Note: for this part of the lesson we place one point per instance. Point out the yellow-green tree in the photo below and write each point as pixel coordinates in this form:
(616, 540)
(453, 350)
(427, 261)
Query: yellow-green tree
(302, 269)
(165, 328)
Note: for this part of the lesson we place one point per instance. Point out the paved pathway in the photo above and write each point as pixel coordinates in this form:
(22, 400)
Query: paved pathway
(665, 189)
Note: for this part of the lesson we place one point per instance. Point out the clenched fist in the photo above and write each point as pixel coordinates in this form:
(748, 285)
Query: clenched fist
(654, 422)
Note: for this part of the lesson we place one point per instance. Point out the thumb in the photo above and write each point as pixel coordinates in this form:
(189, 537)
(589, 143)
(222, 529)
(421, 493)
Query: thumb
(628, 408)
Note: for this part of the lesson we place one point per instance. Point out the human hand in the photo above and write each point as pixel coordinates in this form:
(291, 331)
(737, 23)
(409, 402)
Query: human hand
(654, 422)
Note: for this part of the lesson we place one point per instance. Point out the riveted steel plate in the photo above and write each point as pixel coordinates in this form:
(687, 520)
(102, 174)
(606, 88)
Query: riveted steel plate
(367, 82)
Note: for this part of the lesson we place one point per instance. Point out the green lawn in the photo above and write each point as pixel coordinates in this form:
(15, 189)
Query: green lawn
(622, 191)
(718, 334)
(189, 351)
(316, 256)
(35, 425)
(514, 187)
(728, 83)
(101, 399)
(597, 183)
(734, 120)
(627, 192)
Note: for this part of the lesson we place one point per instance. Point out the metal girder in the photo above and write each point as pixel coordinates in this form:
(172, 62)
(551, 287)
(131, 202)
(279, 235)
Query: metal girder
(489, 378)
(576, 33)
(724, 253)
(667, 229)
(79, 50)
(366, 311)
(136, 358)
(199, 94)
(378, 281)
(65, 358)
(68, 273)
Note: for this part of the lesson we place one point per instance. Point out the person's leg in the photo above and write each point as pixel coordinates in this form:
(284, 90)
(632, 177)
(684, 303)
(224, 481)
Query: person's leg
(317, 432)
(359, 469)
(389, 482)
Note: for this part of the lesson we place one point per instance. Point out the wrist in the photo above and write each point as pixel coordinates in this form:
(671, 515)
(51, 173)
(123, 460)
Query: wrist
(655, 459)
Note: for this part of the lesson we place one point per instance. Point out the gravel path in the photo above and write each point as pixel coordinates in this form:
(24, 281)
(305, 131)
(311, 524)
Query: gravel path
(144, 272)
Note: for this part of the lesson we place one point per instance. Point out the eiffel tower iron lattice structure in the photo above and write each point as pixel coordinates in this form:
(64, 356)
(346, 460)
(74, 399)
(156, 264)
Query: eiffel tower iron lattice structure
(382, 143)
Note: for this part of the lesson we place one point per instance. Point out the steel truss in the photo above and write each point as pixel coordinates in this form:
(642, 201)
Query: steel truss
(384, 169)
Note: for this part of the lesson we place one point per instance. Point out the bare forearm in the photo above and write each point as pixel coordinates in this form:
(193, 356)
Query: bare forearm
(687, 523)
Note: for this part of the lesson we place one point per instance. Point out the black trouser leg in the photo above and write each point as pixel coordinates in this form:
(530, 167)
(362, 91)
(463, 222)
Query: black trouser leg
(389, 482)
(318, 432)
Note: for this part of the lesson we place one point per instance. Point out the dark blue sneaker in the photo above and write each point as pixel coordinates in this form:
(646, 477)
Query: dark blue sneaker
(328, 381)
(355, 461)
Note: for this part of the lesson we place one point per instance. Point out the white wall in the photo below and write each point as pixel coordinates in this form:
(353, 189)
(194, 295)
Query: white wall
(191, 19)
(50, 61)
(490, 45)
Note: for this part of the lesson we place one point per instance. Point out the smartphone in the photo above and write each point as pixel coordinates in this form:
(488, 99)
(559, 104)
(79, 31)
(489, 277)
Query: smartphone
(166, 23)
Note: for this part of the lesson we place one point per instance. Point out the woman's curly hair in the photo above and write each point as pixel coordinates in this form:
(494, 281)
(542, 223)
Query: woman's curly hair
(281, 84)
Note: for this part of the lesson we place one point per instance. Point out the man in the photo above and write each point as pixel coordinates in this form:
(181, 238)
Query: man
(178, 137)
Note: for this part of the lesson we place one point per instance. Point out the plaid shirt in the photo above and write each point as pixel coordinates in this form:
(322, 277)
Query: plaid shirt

• _Written instruction_
Reproduce the records above exactly, starting with the line that contains "out the white" and ending with the last line.

• _Result of this exercise_
Note: for this part of the lesson we place one point per instance. Point out the white wall in the photo below and write each point as pixel coordinates in this form:
(353, 189)
(194, 295)
Query: white wall
(191, 19)
(50, 61)
(490, 45)
Note: for this part of the lesson we place one point per instance. Point out the smartphone in the photo above and write each point as pixel coordinates in this form:
(488, 99)
(559, 104)
(79, 31)
(489, 277)
Query: smartphone
(166, 23)
Note: for this part of the lesson we place one point per instance. Point out the woman's curly hair in the photo above and write each point as pixel coordinates in this form:
(494, 281)
(542, 223)
Query: woman's curly hair
(281, 84)
Note: for this part of the lesson we place one point per instance. Point out the man in the photo above and write each point as pixel coordinates in this form:
(181, 238)
Query: man
(178, 137)
Note: for this part of the lesson we place one point per instance. Point out the plaid shirt in the photo above and write each point as pixel coordinates in this form:
(322, 277)
Query: plaid shirt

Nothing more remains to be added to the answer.